### [Provided text]
★ ★ ★ ★

It will take more than words to make data loss right
If the breadth of financial data lost from Equifax is being accurately reported, then most of us likely have been affected.
The credit monitoring company exposed vital information of 143 million Americans. That’s most of the adult population in the country.
Unlike most online security breaches, you do not have to be customer of Equifax to have been affected. The company tracks detailed financial information on all Americans to gauge their credit worthiness. Other companies you likely do business with access that information through Equifax.
The company said it will send a notice to everyone who has been affected. It said it will also offer free credit monitoring for a year, which you can sign up for on its website.
In the end, it’s probably best just to assume you have been affected. So what should you do?
Below are a few more tips from The Associated Press.
• Closely monitor their own credit reports, which are available free once a year, and stagger them to see one every four months.
• Stay vigilant, possibly for a long time. Scammers who get ahold of the data could use it at any time — and with 143 million to choose from, they may be patient.
• Consider freezing your credit reports. That stops thieves from opening new credit cards or loans in your name, but it also prevents you from opening new accounts. So if you want to apply for something, you need to lift the freeze a few days beforehand.
Some have opted to sue the company, and while that may bring a minuscule amount of financial relief, it will do little to ensure your identity is safe.
A company that operates as a safe warehouse of sensitive financial information should do that one job without fail. That’s not what happened and most, if not all, of us will pay the price. The company has apologized, but it will take more than words to make this right.

★ ★ ★ ★

### [Source data]

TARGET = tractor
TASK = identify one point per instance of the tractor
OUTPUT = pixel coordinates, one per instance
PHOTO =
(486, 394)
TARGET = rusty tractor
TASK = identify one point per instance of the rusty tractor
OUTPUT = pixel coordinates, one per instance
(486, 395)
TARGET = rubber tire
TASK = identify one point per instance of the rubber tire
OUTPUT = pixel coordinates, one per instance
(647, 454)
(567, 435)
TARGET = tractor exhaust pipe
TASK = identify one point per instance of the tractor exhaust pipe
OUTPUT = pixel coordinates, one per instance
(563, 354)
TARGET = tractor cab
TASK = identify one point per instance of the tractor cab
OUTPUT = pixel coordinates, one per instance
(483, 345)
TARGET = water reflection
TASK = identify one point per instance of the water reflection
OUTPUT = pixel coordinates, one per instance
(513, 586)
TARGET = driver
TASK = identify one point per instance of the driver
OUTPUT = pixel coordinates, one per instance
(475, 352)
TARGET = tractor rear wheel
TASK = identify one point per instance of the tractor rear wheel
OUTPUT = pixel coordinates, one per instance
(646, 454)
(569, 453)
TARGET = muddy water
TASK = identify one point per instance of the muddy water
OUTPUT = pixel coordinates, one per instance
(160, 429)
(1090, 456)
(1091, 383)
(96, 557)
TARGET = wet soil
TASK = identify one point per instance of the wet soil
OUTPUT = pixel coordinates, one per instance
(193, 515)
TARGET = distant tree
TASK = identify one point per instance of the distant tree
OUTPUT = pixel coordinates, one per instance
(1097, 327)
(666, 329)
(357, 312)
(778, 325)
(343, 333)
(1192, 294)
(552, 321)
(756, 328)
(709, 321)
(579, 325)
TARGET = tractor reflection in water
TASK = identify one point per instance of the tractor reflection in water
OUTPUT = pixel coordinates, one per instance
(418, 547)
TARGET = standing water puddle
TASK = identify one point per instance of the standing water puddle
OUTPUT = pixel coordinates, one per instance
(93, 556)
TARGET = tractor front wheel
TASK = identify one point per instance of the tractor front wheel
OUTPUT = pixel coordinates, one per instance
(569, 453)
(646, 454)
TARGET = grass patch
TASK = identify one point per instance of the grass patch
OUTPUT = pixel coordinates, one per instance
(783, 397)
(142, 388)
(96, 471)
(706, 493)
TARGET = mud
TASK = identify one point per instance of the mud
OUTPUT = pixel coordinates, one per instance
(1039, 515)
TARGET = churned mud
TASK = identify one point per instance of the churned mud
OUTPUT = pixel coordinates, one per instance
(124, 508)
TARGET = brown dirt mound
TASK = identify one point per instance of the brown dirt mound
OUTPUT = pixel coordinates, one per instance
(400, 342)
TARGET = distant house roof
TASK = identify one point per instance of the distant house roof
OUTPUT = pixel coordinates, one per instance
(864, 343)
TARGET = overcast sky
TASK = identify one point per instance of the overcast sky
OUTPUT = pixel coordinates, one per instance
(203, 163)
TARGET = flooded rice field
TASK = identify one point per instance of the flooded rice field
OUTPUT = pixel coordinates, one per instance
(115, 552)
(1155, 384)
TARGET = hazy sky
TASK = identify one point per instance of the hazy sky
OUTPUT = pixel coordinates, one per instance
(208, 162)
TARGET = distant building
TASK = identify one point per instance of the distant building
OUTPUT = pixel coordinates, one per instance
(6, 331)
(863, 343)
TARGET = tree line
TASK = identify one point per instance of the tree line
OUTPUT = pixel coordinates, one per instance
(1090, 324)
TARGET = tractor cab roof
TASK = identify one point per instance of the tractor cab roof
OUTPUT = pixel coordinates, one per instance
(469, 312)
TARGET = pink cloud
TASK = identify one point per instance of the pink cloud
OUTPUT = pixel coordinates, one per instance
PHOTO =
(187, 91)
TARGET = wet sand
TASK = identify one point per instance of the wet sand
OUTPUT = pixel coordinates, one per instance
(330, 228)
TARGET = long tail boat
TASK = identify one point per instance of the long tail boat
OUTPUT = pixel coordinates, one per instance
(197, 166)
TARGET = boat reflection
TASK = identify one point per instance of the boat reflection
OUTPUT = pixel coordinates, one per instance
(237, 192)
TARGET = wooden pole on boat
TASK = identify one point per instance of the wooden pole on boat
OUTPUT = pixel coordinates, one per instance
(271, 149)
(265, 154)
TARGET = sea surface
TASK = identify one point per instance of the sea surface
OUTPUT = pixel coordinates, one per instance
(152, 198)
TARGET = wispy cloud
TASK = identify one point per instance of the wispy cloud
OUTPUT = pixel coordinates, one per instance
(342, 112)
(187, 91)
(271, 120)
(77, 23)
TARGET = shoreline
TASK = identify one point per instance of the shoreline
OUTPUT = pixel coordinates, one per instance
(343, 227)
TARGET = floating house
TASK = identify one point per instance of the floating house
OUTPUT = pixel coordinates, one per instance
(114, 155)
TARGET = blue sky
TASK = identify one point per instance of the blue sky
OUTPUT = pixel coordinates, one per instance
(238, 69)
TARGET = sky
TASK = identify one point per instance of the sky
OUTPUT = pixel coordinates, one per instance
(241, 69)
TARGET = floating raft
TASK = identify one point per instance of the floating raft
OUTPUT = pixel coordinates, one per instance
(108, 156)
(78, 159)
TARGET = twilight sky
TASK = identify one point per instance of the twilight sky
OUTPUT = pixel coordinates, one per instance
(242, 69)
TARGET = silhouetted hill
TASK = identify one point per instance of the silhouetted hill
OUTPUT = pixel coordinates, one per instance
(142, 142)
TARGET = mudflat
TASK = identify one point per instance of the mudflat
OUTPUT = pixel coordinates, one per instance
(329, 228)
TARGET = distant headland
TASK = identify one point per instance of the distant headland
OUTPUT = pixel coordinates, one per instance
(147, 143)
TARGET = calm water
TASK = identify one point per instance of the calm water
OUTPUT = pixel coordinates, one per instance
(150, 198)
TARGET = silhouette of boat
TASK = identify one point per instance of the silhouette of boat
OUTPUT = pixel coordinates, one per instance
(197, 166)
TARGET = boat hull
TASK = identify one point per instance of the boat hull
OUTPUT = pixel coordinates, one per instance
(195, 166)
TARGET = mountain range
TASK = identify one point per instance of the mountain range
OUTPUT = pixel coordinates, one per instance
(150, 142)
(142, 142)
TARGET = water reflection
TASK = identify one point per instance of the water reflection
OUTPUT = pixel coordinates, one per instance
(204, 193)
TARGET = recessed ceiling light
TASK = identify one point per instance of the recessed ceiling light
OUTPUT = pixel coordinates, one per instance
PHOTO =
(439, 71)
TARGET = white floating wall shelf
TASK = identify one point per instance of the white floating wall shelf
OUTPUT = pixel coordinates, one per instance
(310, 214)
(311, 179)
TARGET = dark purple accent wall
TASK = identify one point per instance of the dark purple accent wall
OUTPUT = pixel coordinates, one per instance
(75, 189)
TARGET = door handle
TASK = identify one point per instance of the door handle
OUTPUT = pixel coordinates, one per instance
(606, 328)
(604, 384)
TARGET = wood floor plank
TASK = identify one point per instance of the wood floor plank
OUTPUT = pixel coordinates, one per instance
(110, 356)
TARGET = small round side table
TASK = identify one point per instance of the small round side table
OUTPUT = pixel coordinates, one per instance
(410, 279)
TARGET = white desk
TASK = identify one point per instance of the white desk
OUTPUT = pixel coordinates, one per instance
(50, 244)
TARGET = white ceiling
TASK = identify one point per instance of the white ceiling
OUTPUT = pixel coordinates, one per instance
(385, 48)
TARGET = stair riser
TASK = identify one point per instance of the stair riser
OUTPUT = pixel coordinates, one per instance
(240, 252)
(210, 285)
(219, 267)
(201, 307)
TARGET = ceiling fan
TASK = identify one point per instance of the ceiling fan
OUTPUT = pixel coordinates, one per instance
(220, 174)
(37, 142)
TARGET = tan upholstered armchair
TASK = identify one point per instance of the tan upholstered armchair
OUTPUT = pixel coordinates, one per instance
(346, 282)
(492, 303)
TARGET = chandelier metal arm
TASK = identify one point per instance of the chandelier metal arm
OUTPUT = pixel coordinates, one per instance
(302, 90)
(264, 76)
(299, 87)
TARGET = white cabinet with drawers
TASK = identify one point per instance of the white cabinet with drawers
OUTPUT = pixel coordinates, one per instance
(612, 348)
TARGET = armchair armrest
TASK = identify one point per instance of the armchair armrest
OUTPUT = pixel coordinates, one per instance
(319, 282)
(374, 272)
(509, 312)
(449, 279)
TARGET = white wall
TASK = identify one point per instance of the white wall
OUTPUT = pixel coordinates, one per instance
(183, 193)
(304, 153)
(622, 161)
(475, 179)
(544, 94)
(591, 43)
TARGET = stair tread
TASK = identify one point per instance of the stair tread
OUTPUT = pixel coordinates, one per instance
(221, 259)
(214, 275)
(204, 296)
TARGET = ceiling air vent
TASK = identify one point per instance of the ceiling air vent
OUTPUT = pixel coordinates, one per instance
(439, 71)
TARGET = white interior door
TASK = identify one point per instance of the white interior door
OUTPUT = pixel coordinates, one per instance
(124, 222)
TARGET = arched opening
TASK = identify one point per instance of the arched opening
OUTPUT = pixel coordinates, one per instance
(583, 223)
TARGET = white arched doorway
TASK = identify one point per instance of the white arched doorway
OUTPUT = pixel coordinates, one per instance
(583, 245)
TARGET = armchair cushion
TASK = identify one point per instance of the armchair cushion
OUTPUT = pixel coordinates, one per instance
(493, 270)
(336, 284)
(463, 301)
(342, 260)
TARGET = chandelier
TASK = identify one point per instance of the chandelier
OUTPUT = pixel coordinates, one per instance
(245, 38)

★ ★ ★ ★

### [Problem 1]
According to the Equifax editorial, how many Americans had vital information exposed?
### [Problem 2]
For each statement, say whether it agrees with the Equifax editorial. Back each yes or no with the deciding words from the editorial, quoted exactly. (a) Only Equifax customers could have been affected. (b) The company will offer a year of free credit monitoring. (c) A credit freeze still allows you to open new accounts.
### [Problem 3]
Please transcribe the part of the Equifax editorial that opens with the words containing "In the end, it’s" and closes with "may be patient.".
The material above has no connection to the Equifax editorial.

### [Exercise output 1]
143 million Americans.

### [Exercise output 2]
(a) No: "you do not have to be customer of Equifax to have been affected."
(b) Yes: "It said it will also offer free credit monitoring for a year"
(c) No: "it also prevents you from opening new accounts."

### [Exercise output 3]
In the end, it’s probably best just to assume you have been affected. So what should you do?
Below are a few more tips from The Associated Press.
• Closely monitor their own credit reports, which are available free once a year, and stagger them to see one every four months.
• Stay vigilant, possibly for a long time. Scammers who get ahold of the data could use it at any time — and with 143 million to choose from, they may be patient.